- **EXERCISE REQUIREMENTS**
Reproduce the listing below with every "lookup" switched to "locate" and nothing else altered, leaving the pictures out of your answer.

[Excerpts from a detection dataset]
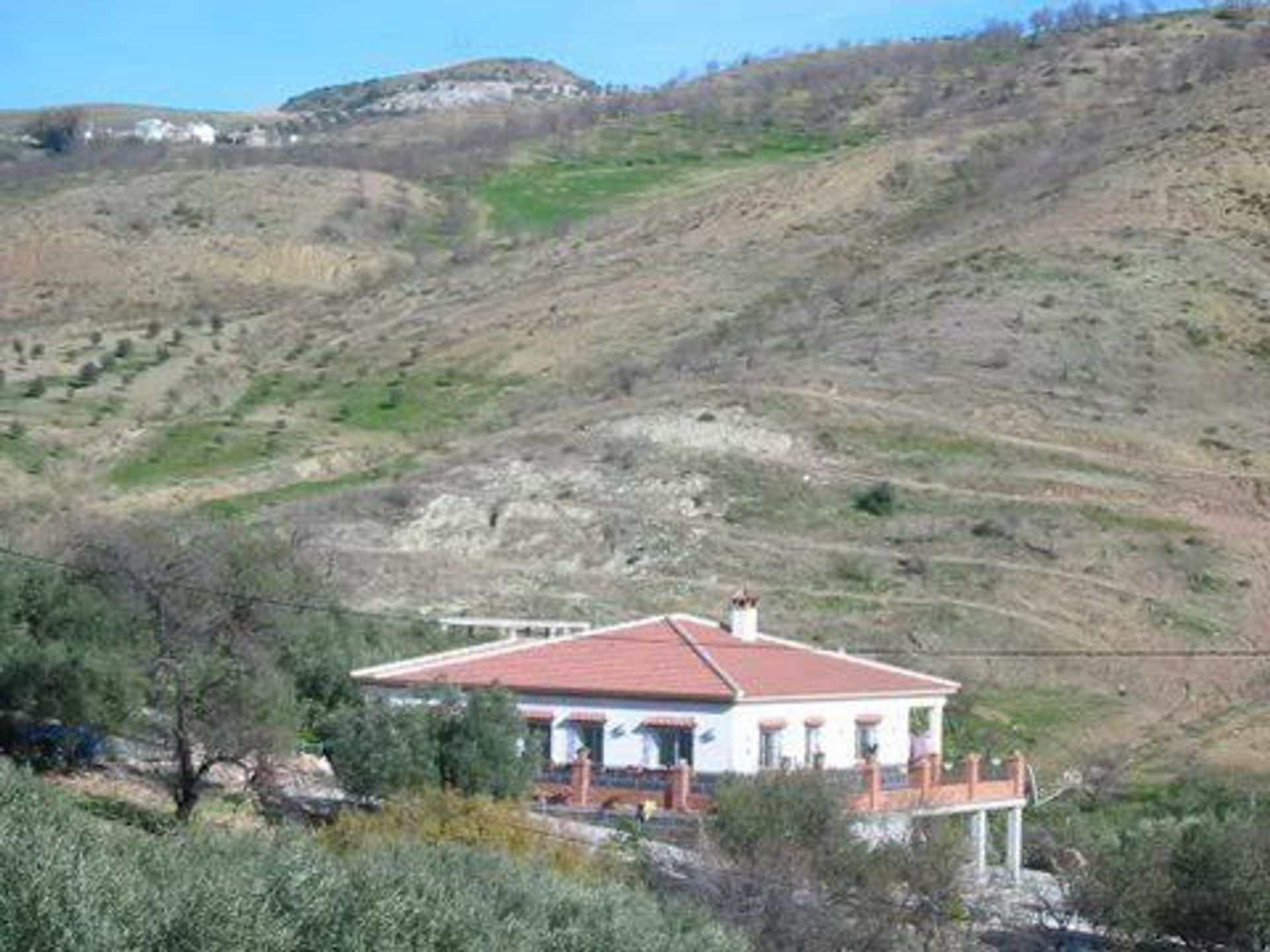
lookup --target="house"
[353,589,1025,879]
[353,592,958,773]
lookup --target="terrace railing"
[537,754,1026,813]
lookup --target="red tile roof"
[355,614,958,702]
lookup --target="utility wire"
[0,546,1270,660]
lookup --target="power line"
[0,546,1270,661]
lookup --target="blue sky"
[0,0,1122,109]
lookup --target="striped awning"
[642,717,697,727]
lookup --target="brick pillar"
[667,764,692,814]
[569,750,591,806]
[864,760,881,810]
[908,756,931,802]
[1006,750,1027,797]
[965,754,979,801]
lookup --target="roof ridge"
[758,632,961,690]
[664,615,745,701]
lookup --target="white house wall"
[517,694,737,773]
[370,688,945,773]
[732,694,945,773]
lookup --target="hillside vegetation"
[0,8,1270,775]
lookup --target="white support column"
[1006,806,1024,883]
[970,810,988,882]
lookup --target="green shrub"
[320,690,533,799]
[0,767,744,952]
[855,483,896,516]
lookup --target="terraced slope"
[0,9,1270,774]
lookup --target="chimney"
[732,588,758,641]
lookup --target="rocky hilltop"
[0,7,1270,773]
[280,58,595,116]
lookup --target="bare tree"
[75,518,310,821]
[23,109,85,153]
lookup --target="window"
[525,721,551,767]
[758,727,785,770]
[802,723,823,767]
[856,720,878,760]
[653,727,692,767]
[573,721,605,766]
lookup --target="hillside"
[0,7,1270,775]
[279,58,595,116]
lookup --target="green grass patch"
[198,456,413,519]
[0,422,62,475]
[476,116,871,231]
[944,686,1120,759]
[334,368,522,433]
[232,367,525,436]
[1080,505,1195,533]
[109,421,283,489]
[1147,599,1223,643]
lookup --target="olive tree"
[75,518,312,821]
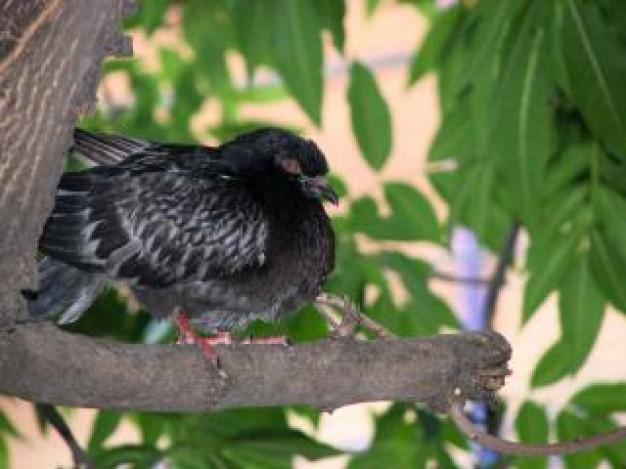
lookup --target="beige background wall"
[6,1,626,468]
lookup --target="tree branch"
[482,221,521,329]
[0,323,511,412]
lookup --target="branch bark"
[0,323,511,412]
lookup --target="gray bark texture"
[0,324,510,411]
[0,0,511,411]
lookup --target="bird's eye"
[281,158,302,174]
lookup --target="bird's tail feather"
[28,258,106,324]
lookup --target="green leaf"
[313,0,346,54]
[271,0,323,126]
[223,429,340,467]
[87,410,123,453]
[408,5,463,85]
[348,404,427,469]
[365,0,380,18]
[557,408,626,469]
[0,410,22,438]
[350,182,440,242]
[348,62,392,170]
[232,0,274,75]
[515,401,550,469]
[571,383,626,415]
[378,251,460,335]
[591,229,626,312]
[384,182,440,241]
[530,342,570,388]
[491,2,555,230]
[559,254,606,374]
[561,0,626,155]
[522,229,580,324]
[93,445,163,469]
[125,0,170,36]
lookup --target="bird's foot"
[174,314,233,368]
[314,294,396,339]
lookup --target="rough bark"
[0,324,510,411]
[0,0,130,322]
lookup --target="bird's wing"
[40,154,268,287]
[71,128,155,166]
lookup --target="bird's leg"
[174,314,232,363]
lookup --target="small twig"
[315,294,397,339]
[431,271,490,285]
[482,221,521,329]
[37,404,96,469]
[447,395,626,456]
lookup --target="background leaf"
[348,62,392,170]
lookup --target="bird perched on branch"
[29,128,337,358]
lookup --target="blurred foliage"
[0,0,626,468]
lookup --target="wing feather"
[40,134,268,287]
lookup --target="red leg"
[174,314,289,362]
[174,314,232,362]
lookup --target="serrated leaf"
[125,0,170,36]
[93,445,163,469]
[557,408,626,469]
[0,411,22,438]
[232,0,274,76]
[408,5,463,85]
[384,182,440,241]
[561,0,626,155]
[522,230,579,324]
[348,62,392,170]
[87,410,123,453]
[559,255,606,374]
[0,435,9,469]
[530,342,569,388]
[491,2,555,230]
[591,229,626,312]
[350,182,440,242]
[515,401,550,469]
[313,0,346,53]
[271,0,323,126]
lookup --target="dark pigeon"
[29,128,337,354]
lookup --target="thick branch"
[0,323,511,411]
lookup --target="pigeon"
[28,128,338,358]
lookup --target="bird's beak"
[305,176,339,205]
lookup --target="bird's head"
[222,128,339,204]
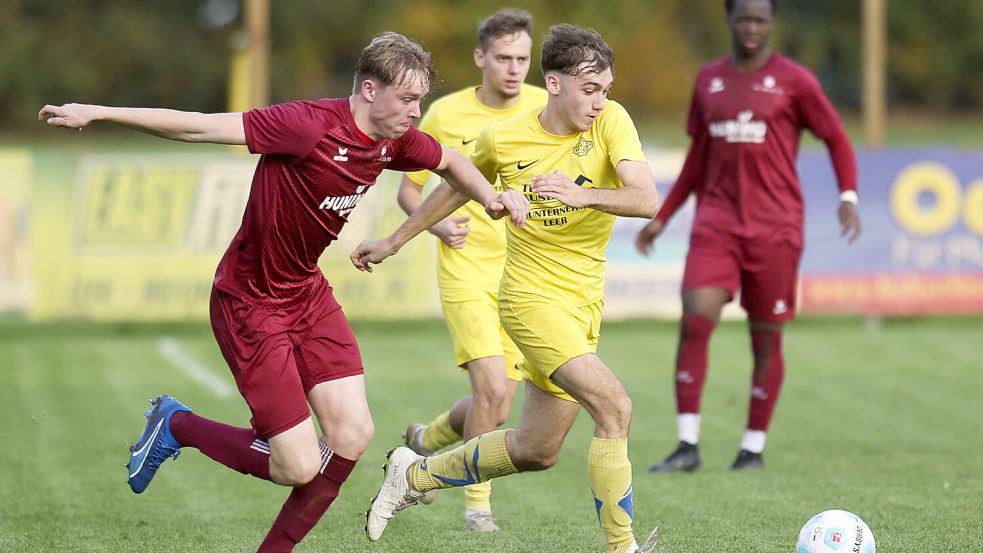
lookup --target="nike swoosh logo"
[130,419,164,478]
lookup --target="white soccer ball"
[795,509,875,553]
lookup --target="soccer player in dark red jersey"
[38,33,528,552]
[636,0,860,472]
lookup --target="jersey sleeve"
[686,76,704,140]
[796,69,843,140]
[406,106,439,186]
[242,102,324,159]
[471,123,498,182]
[386,127,444,171]
[655,134,706,223]
[601,102,645,167]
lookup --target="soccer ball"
[795,509,874,553]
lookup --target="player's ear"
[546,73,560,96]
[360,79,379,102]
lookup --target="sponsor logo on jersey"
[318,185,368,217]
[573,138,594,157]
[710,110,768,144]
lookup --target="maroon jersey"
[215,98,441,306]
[659,54,856,247]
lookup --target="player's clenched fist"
[485,190,529,228]
[38,104,98,129]
[351,238,398,273]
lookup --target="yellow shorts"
[498,297,603,402]
[440,289,522,381]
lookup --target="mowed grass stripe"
[0,319,983,553]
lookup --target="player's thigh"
[741,239,802,323]
[307,374,375,459]
[508,382,580,470]
[682,229,741,308]
[440,288,505,368]
[210,289,310,439]
[499,299,601,402]
[553,353,631,438]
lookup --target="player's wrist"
[840,190,860,205]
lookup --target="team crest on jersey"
[751,75,785,94]
[710,110,768,144]
[573,137,594,157]
[375,146,393,163]
[318,185,368,213]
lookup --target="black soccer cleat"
[649,441,703,472]
[730,449,765,470]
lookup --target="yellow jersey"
[407,84,547,293]
[471,100,645,306]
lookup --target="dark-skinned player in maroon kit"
[636,0,860,472]
[38,33,529,553]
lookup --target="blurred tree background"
[0,0,983,134]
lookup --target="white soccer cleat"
[365,447,423,541]
[625,526,659,553]
[464,509,502,534]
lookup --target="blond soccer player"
[352,24,658,553]
[399,8,546,532]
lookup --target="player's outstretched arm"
[350,182,468,273]
[38,104,246,144]
[396,175,471,249]
[431,146,529,228]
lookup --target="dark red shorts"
[683,233,802,323]
[210,281,363,439]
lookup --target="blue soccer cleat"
[126,396,191,493]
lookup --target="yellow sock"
[587,438,635,553]
[421,411,461,451]
[464,481,491,511]
[406,430,518,492]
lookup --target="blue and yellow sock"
[406,430,518,492]
[587,438,635,553]
[420,411,461,451]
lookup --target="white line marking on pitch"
[157,336,232,397]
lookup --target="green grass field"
[0,318,983,553]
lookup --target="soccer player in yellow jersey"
[352,24,658,553]
[399,8,546,532]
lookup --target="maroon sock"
[747,330,785,432]
[170,411,270,480]
[257,443,355,553]
[676,315,717,413]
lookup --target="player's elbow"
[640,186,662,219]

- **OUTPUT**
locate --target="house"
[353,589,1025,879]
[353,592,958,773]
locate --target="terrace railing"
[537,754,1026,813]
locate --target="red tile roof"
[355,614,958,702]
locate --target="utility wire"
[0,546,1270,660]
locate --target="power line"
[0,546,1270,661]
locate --target="blue sky"
[0,0,1122,109]
locate --target="striped awning"
[642,717,697,727]
locate --target="brick pillar"
[667,764,692,814]
[569,750,591,806]
[864,760,881,810]
[908,756,931,802]
[1006,750,1027,797]
[965,754,979,801]
locate --target="roof ridge"
[758,632,961,690]
[664,615,745,701]
locate --target="white house wall"
[517,694,737,773]
[370,688,945,773]
[732,694,945,773]
locate --target="hillside vegetation"
[0,8,1270,775]
locate --target="white support column"
[1006,806,1024,883]
[970,810,988,882]
locate --target="green shrub"
[320,690,533,799]
[0,767,744,952]
[855,483,896,516]
locate --target="terraced slope"
[0,9,1270,774]
locate --target="chimney"
[732,588,758,641]
locate --target="rocky hilltop"
[0,7,1270,773]
[280,58,595,116]
locate --target="bare tree"
[75,518,310,821]
[23,109,85,153]
locate --target="window"
[525,721,551,767]
[758,727,785,770]
[802,723,823,767]
[856,720,878,760]
[653,727,692,767]
[573,721,605,766]
locate --target="hillside"
[0,7,1270,775]
[279,58,595,116]
locate --target="green grass patch"
[198,456,413,519]
[0,422,62,475]
[476,116,871,231]
[944,686,1120,759]
[334,368,522,433]
[232,367,525,436]
[1080,505,1195,533]
[109,421,283,489]
[1147,599,1223,643]
locate --target="olive tree"
[75,518,312,821]
locate --target="beige background wall"
[6,1,626,468]
locate --target="tree branch"
[482,221,521,329]
[0,323,511,412]
locate --target="branch bark"
[0,323,511,412]
locate --target="gray bark texture"
[0,324,510,411]
[0,0,511,411]
locate --target="bird's eye"
[281,158,302,174]
locate --target="bird's tail feather"
[28,258,106,324]
locate --target="green leaf"
[313,0,346,54]
[271,0,323,126]
[223,429,340,467]
[87,410,123,453]
[408,5,463,85]
[348,404,427,469]
[365,0,380,18]
[557,408,626,469]
[0,410,22,438]
[350,182,440,242]
[348,62,392,170]
[232,0,274,75]
[515,401,550,469]
[571,383,626,415]
[378,251,460,335]
[591,229,626,312]
[384,182,440,241]
[530,342,570,388]
[491,2,555,230]
[559,254,606,374]
[561,0,626,155]
[522,229,580,324]
[93,445,163,469]
[125,0,170,36]
locate --target="bird's foot"
[174,314,233,368]
[314,294,396,339]
locate --target="rough bark"
[0,324,510,411]
[0,0,130,322]
locate --target="bird's wing"
[40,154,268,287]
[71,128,155,166]
locate --target="bird's leg"
[174,314,232,363]
locate --target="small twig"
[315,294,397,339]
[431,271,490,285]
[482,221,521,329]
[37,404,96,469]
[447,395,626,456]
locate --target="background leaf"
[348,62,392,170]
locate --target="bird perched on branch"
[29,128,337,358]
locate --target="blurred foliage"
[0,0,626,468]
locate --target="wing feather"
[40,134,268,287]
locate --target="red leg"
[174,314,289,362]
[174,314,232,362]
locate --target="serrated leaf"
[125,0,170,36]
[93,445,163,469]
[557,408,626,469]
[0,411,22,438]
[232,0,274,76]
[408,5,463,85]
[384,182,440,241]
[561,0,626,155]
[522,230,579,324]
[348,62,392,170]
[87,410,123,453]
[559,255,606,374]
[0,435,9,469]
[530,342,569,388]
[491,2,555,230]
[591,229,626,312]
[350,182,440,242]
[515,401,550,469]
[313,0,346,53]
[271,0,323,126]
locate --target="dark pigeon"
[29,128,337,354]
locate --target="thick branch"
[0,323,511,411]
locate --target="pigeon"
[28,128,338,358]
locate --target="bird's beak"
[305,176,339,205]
locate --target="bird's head"
[222,128,339,204]
locate --target="nike swoosh logo"
[130,419,164,478]
locate --target="white soccer ball"
[795,509,875,553]
locate --target="soccer player in dark red jersey"
[38,33,528,552]
[636,0,860,472]
locate --target="jersey sleeve"
[686,76,704,140]
[796,69,843,140]
[406,106,439,186]
[242,102,324,159]
[471,123,498,182]
[386,127,444,171]
[655,134,706,223]
[601,102,645,167]
locate --target="soccer ball"
[795,509,874,553]
locate --target="player's ear"
[546,73,560,96]
[360,79,379,102]
locate --target="sponsor logo on jersey"
[318,185,368,217]
[573,138,594,157]
[710,110,768,144]
locate --target="maroon jersey"
[215,98,441,306]
[659,54,856,247]
locate --target="player's clenched fist"
[485,190,529,228]
[38,104,98,129]
[351,238,398,273]
locate --target="yellow shorts"
[498,297,603,402]
[440,289,522,381]
locate --target="mowed grass stripe"
[0,319,983,553]
locate --target="player's thigh"
[741,239,802,323]
[307,374,375,459]
[508,382,580,470]
[682,229,741,308]
[440,288,505,368]
[210,289,310,439]
[499,299,601,402]
[553,353,631,438]
locate --target="player's wrist"
[840,190,860,205]
locate --target="team crest on jersey"
[751,75,785,94]
[710,110,768,144]
[573,137,594,157]
[375,146,393,163]
[318,185,368,213]
locate --target="black soccer cleat"
[649,441,703,472]
[730,449,765,470]
locate --target="yellow jersey"
[407,84,547,293]
[471,100,645,306]
locate --target="dark-skinned player in maroon kit"
[636,0,860,472]
[38,33,529,553]
locate --target="blurred tree background"
[0,0,983,134]
locate --target="white soccer cleat"
[365,447,423,541]
[625,526,659,553]
[464,509,502,534]
locate --target="blond soccer player"
[352,24,658,553]
[399,8,546,532]
locate --target="player's outstretched arm"
[350,182,468,273]
[38,104,246,144]
[396,175,471,249]
[431,146,529,228]
locate --target="dark red shorts"
[683,233,802,323]
[210,281,363,439]
locate --target="blue soccer cleat"
[126,396,191,493]
locate --target="yellow sock"
[587,438,635,553]
[421,411,461,451]
[464,481,491,511]
[406,430,518,492]
locate --target="blue and yellow sock"
[406,430,518,492]
[587,438,635,553]
[420,411,461,451]
locate --target="white line marking on pitch"
[157,336,232,397]
locate --target="green grass field"
[0,318,983,553]
locate --target="soccer player in yellow jersey"
[352,24,658,553]
[399,8,546,532]
locate --target="maroon sock"
[747,330,785,432]
[170,411,270,480]
[257,443,355,553]
[676,315,717,413]
locate --target="player's elbow"
[640,186,662,219]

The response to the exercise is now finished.